» **Task to complete**
Keep to the lines from the one with "The response should" through the end of the data, and write them out exactly.

= = = =

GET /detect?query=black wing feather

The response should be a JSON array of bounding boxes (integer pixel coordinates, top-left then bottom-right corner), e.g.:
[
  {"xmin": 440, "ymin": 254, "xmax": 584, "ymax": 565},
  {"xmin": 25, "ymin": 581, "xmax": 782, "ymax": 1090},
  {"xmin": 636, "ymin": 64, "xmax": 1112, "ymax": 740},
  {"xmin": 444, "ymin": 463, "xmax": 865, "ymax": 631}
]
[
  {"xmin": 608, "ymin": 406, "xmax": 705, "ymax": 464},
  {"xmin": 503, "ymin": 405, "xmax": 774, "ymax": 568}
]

= = = =

» **Answer to the problem**
The response should be a JSON array of bounding boxes (integer pixel coordinates, top-left then bottom-right corner), e.g.:
[
  {"xmin": 440, "ymin": 254, "xmax": 584, "ymax": 565},
  {"xmin": 25, "ymin": 581, "xmax": 782, "ymax": 1090},
  {"xmin": 636, "ymin": 64, "xmax": 1112, "ymax": 740},
  {"xmin": 444, "ymin": 463, "xmax": 865, "ymax": 631}
]
[
  {"xmin": 608, "ymin": 406, "xmax": 705, "ymax": 464},
  {"xmin": 503, "ymin": 405, "xmax": 774, "ymax": 568}
]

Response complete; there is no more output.